• [Objective] Reproduce the items verbatim, starting at the line that contains "wheel in this image." and ending at the final line of the items. Omit the pictures from your reproduction.

____________

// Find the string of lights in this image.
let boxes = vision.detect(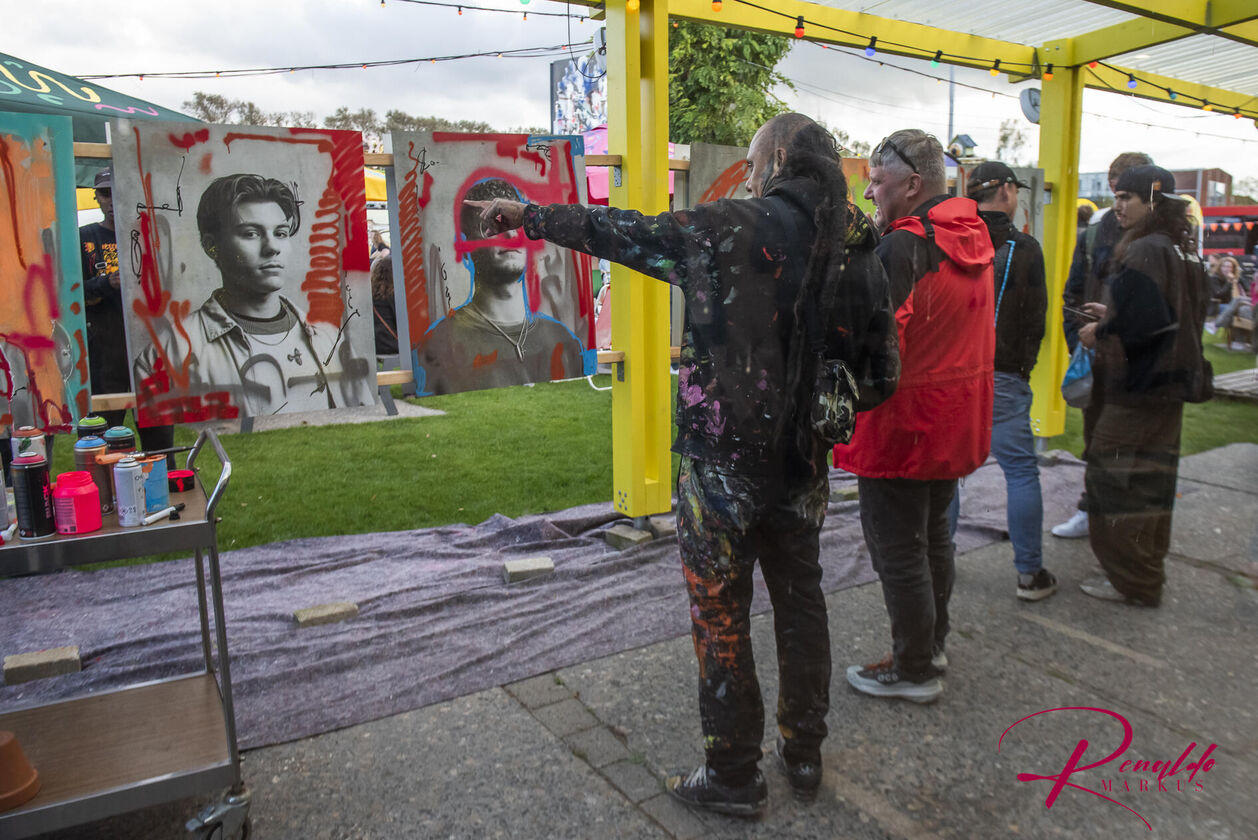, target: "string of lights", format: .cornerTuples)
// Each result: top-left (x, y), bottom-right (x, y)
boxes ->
(795, 39), (1258, 143)
(380, 0), (587, 24)
(79, 38), (594, 82)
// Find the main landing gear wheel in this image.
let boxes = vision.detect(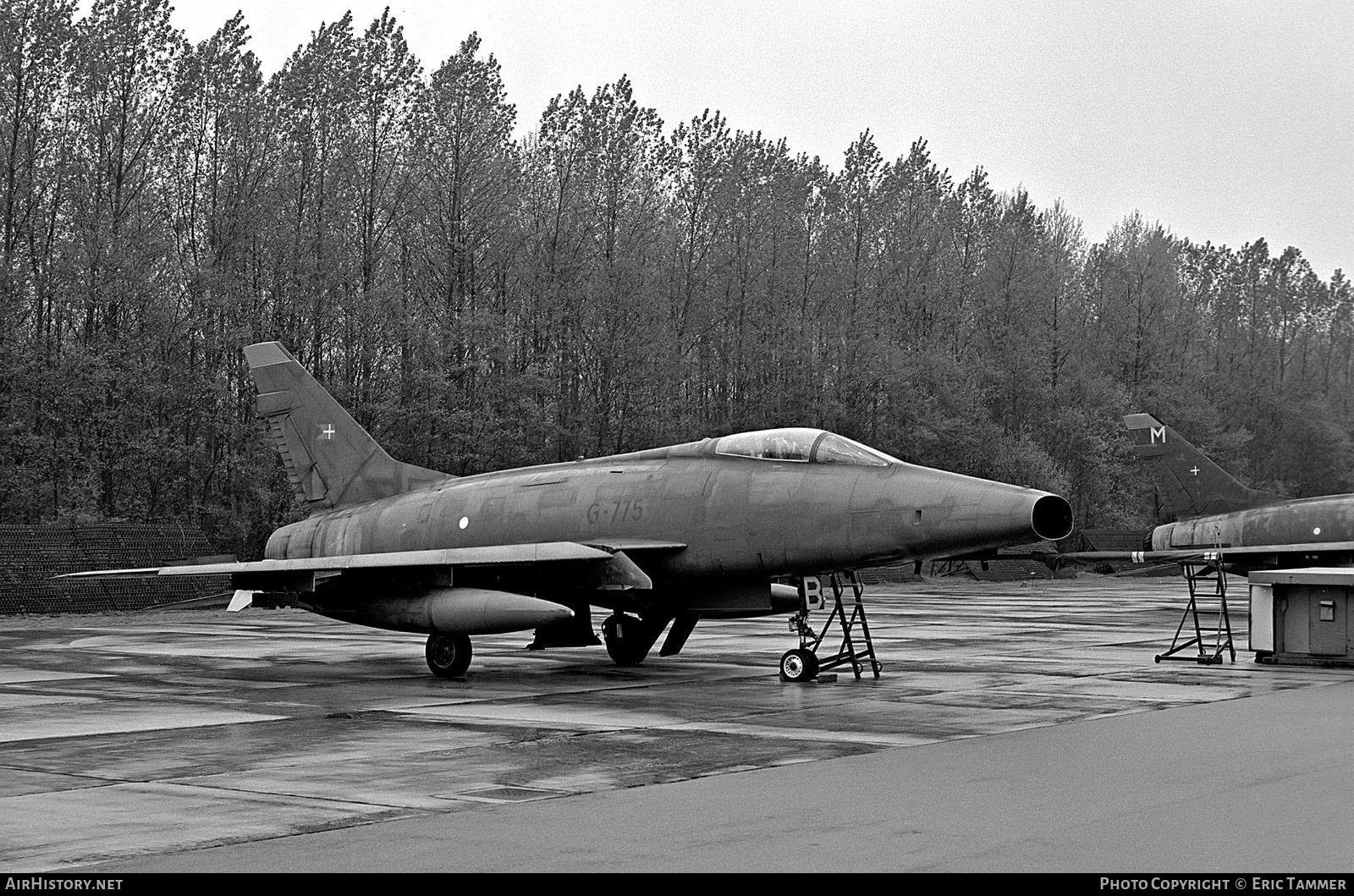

____________

• [Written solution]
// Find the main landing gear wheel in this image.
let boxes = vision.detect(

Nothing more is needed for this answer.